Text block.
## Start

From: Vladimir Oltean <vladimir.oltean@nxp.com>
To: "Russell King (Oracle)" <linux@armlinux.org.uk>
Cc: netdev@vger.kernel.org, Andrew Lunn <andrew@lunn.ch>,
Heiner Kallweit <hkallweit1@gmail.com>,
"David S. Miller" <davem@davemloft.net>,
Eric Dumazet <edumazet@google.com>,
Jakub Kicinski <kuba@kernel.org>, Paolo Abeni <pabeni@redhat.com>,
linux-kernel@vger.kernel.org
Subject: Re: [RFC PATCH net] net: phy: transfer phy_config_inband() locking responsibility to phylink
Date: Tue, 2 Sep 2025 17:42:41 +0300 [thread overview]
Message-ID: <20250902144241.avfiqpmqy7xhlwqa@skbuf> (raw)
In-Reply-To: <aLb6puGVzR29GpPx@shell.armlinux.org.uk>
On Tue, Sep 02, 2025 at 03:09:42PM +0100, Russell King (Oracle) wrote:
> On Tue, Sep 02, 2025 at 04:41:41PM +0300, Vladimir Oltean wrote:
> > diff --git a/drivers/net/phy/phylink.c b/drivers/net/phy/phylink.c
> > index c7f867b361dd..350905928d46 100644
> > --- a/drivers/net/phy/phylink.c
> > +++ b/drivers/net/phy/phylink.c
> > @@ -1580,10 +1585,13 @@ static void phylink_resolve(struct work_struct *w)
> > {
> > struct phylink *pl = container_of(w, struct phylink, resolve);
> > struct phylink_link_state link_state;
> > + struct phy_device *phy = pl->phydev;
> > bool mac_config = false;
> > bool retrigger = false;
> > bool cur_link_state;
> >
> > + if (phy)
> > + mutex_lock(&phy->lock);
>
> I don't think this is safe.
>
> The addition and removal of PHYs is protected by two locks:
>
> 1. RTNL, to prevent ethtool operations running concurrently with the
> addition or removal of PHYs.

## End

Dataset excerpt.
## Start

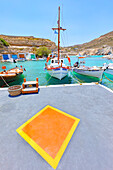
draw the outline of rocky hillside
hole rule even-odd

## End

Reproduce the whole mailing-list reply about phylink locking, word for word and line for line.

Task output.
From: Vladimir Oltean <vladimir.oltean@nxp.com>
To: "Russell King (Oracle)" <linux@armlinux.org.uk>
Cc: netdev@vger.kernel.org, Andrew Lunn <andrew@lunn.ch>,
Heiner Kallweit <hkallweit1@gmail.com>,
"David S. Miller" <davem@davemloft.net>,
Eric Dumazet <edumazet@google.com>,
Jakub Kicinski <kuba@kernel.org>, Paolo Abeni <pabeni@redhat.com>,
linux-kernel@vger.kernel.org
Subject: Re: [RFC PATCH net] net: phy: transfer phy_config_inband() locking responsibility to phylink
Date: Tue, 2 Sep 2025 17:42:41 +0300 [thread overview]
Message-ID: <20250902144241.avfiqpmqy7xhlwqa@skbuf> (raw)
In-Reply-To: <aLb6puGVzR29GpPx@shell.armlinux.org.uk>
On Tue, Sep 02, 2025 at 03:09:42PM +0100, Russell King (Oracle) wrote:
> On Tue, Sep 02, 2025 at 04:41:41PM +0300, Vladimir Oltean wrote:
> > diff --git a/drivers/net/phy/phylink.c b/drivers/net/phy/phylink.c
> > index c7f867b361dd..350905928d46 100644
> > --- a/drivers/net/phy/phylink.c
> > +++ b/drivers/net/phy/phylink.c
> > @@ -1580,10 +1585,13 @@ static void phylink_resolve(struct work_struct *w)
> > {
> > struct phylink *pl = container_of(w, struct phylink, resolve);
> > struct phylink_link_state link_state;
> > + struct phy_device *phy = pl->phydev;
> > bool mac_config = false;
> > bool retrigger = false;
> > bool cur_link_state;
> >
> > + if (phy)
> > + mutex_lock(&phy->lock);
>
> I don't think this is safe.
>
> The addition and removal of PHYs is protected by two locks:
>
> 1. RTNL, to prevent ethtool operations running concurrently with the
> addition or removal of PHYs.